Search the data for the word "pile" and copy every line where it occurs.

··· STORED DATA

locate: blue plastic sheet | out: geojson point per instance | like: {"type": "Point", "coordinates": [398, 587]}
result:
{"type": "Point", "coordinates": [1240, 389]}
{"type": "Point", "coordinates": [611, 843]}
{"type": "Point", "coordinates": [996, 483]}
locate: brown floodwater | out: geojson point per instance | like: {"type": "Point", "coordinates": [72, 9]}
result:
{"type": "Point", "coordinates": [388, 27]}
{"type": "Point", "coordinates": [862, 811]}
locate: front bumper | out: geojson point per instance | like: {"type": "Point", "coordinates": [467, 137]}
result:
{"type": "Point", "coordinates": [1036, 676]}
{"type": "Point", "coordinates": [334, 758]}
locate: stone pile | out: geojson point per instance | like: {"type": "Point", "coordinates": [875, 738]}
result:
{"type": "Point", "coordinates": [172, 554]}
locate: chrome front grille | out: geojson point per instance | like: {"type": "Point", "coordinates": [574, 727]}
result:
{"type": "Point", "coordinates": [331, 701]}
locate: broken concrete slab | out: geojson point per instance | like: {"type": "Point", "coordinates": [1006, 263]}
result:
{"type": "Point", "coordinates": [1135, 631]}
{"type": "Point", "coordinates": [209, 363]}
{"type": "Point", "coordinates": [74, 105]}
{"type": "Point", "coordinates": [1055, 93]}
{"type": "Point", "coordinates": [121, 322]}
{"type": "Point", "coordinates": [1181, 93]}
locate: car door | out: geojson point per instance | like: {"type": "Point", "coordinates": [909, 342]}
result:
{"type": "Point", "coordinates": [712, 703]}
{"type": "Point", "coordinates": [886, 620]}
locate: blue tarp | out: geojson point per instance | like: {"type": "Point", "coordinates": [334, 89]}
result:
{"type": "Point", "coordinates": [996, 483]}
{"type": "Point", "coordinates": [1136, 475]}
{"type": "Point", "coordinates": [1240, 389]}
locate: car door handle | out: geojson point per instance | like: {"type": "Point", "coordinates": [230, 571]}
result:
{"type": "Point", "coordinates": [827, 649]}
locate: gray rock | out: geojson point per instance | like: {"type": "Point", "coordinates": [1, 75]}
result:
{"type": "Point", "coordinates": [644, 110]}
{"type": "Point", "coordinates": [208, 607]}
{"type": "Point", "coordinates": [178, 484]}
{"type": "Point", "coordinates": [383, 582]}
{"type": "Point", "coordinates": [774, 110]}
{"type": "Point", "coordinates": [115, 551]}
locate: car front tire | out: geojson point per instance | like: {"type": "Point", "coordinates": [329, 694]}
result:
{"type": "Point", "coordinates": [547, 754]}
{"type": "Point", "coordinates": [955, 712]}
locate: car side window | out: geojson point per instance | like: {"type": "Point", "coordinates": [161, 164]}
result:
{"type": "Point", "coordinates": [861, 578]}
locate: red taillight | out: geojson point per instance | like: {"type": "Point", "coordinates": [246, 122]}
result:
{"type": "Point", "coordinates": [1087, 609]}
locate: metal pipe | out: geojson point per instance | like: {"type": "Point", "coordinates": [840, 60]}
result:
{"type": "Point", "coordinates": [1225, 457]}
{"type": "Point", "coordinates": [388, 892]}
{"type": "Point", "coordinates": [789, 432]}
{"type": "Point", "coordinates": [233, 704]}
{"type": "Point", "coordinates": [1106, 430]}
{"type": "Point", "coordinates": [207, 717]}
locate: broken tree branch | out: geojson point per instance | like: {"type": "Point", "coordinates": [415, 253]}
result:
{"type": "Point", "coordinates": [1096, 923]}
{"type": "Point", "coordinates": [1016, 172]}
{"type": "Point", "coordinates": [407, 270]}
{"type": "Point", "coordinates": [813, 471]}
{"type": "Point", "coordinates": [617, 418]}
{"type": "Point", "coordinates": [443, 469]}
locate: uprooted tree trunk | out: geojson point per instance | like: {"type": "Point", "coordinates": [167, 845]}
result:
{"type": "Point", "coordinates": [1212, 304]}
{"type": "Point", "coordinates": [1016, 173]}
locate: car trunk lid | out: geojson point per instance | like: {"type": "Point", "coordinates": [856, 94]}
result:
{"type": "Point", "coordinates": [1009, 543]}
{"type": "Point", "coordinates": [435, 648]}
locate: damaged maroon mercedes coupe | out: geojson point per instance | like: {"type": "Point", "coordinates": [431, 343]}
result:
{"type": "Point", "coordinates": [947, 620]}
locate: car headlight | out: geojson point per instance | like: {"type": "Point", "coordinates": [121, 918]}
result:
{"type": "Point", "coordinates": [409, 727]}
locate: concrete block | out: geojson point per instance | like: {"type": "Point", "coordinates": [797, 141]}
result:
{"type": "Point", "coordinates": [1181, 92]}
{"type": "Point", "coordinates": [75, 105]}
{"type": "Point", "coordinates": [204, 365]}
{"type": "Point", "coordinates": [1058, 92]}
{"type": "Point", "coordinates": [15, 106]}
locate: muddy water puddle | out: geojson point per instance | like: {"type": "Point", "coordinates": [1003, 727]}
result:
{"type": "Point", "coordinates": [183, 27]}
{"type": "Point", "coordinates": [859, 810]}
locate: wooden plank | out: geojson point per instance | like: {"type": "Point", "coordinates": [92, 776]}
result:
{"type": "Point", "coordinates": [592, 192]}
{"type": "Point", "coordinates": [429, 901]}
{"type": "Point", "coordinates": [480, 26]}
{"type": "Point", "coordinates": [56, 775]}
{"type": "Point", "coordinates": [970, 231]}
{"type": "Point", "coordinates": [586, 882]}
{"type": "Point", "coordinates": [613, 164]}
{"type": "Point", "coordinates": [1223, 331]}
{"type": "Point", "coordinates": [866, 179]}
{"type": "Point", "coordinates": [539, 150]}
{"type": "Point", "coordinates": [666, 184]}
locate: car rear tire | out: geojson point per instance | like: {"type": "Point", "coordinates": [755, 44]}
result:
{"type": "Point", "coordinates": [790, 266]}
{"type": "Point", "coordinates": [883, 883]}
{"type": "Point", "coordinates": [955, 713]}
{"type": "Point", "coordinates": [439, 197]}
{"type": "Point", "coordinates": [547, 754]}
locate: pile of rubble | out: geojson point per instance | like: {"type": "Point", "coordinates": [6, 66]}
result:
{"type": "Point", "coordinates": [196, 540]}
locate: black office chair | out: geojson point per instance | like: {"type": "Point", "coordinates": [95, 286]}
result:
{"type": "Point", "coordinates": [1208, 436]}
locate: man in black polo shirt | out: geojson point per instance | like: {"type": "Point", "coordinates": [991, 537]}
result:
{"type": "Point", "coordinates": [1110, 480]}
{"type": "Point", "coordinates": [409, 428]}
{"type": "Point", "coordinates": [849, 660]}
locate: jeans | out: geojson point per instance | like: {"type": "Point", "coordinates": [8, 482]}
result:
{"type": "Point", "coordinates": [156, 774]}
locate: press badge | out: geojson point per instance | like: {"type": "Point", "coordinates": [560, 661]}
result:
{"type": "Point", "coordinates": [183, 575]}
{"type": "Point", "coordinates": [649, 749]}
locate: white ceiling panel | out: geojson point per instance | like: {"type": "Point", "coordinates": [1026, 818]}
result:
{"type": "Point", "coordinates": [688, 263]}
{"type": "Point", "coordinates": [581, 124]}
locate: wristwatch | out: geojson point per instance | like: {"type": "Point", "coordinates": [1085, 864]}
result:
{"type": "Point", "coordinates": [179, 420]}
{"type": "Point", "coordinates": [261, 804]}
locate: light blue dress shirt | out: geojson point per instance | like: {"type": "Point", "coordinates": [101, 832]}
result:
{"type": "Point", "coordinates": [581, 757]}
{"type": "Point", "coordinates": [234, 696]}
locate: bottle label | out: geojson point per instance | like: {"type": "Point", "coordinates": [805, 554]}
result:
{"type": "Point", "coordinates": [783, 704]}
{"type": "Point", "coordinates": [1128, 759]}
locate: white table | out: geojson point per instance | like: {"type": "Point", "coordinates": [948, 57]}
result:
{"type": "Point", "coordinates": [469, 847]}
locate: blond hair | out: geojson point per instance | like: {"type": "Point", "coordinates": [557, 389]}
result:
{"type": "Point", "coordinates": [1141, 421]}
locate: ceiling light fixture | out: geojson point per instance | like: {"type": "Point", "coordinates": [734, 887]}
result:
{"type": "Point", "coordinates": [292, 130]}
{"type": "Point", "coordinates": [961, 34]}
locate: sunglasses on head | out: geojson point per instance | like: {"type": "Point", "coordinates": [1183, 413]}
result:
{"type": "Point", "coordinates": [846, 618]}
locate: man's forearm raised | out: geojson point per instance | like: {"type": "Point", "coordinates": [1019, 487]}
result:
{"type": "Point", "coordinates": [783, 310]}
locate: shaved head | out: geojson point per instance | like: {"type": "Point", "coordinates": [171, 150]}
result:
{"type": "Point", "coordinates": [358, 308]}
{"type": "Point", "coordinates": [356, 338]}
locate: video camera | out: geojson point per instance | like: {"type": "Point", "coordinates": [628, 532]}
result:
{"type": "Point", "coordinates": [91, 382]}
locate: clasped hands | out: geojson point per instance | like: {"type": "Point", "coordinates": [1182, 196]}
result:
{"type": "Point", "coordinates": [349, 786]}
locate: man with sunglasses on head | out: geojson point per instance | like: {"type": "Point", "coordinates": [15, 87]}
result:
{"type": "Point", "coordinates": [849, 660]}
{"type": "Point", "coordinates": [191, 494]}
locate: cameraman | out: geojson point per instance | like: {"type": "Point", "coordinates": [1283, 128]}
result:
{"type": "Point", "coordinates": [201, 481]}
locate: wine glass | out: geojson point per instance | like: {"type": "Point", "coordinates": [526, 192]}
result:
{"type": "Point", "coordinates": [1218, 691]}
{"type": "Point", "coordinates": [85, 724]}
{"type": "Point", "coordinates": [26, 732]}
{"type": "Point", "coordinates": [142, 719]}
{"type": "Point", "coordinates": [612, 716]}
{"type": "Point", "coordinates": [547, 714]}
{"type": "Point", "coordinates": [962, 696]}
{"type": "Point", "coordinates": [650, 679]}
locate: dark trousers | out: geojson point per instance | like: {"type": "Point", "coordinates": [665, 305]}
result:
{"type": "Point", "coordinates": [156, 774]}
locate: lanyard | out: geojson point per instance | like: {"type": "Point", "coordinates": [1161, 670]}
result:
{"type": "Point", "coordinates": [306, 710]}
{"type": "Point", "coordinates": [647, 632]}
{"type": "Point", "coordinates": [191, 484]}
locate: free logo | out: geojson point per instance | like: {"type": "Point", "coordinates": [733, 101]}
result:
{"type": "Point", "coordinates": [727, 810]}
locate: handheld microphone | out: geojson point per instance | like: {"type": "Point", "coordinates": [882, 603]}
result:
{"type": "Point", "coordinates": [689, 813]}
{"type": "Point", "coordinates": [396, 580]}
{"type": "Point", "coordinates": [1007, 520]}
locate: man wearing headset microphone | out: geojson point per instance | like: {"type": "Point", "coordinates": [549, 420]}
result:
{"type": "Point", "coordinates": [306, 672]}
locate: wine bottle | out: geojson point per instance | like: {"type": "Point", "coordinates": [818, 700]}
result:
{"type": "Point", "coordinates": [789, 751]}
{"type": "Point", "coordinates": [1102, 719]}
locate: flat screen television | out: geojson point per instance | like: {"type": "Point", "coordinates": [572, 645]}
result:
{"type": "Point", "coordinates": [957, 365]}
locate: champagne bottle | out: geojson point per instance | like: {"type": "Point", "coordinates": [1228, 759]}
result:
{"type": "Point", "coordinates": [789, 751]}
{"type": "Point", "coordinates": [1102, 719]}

······

▶ [COMPLETED TASK]
locate: stone pile | out: geojson point per instance | like: {"type": "Point", "coordinates": [875, 738]}
locate: pile of rubble | out: geojson point per instance | like: {"type": "Point", "coordinates": [6, 66]}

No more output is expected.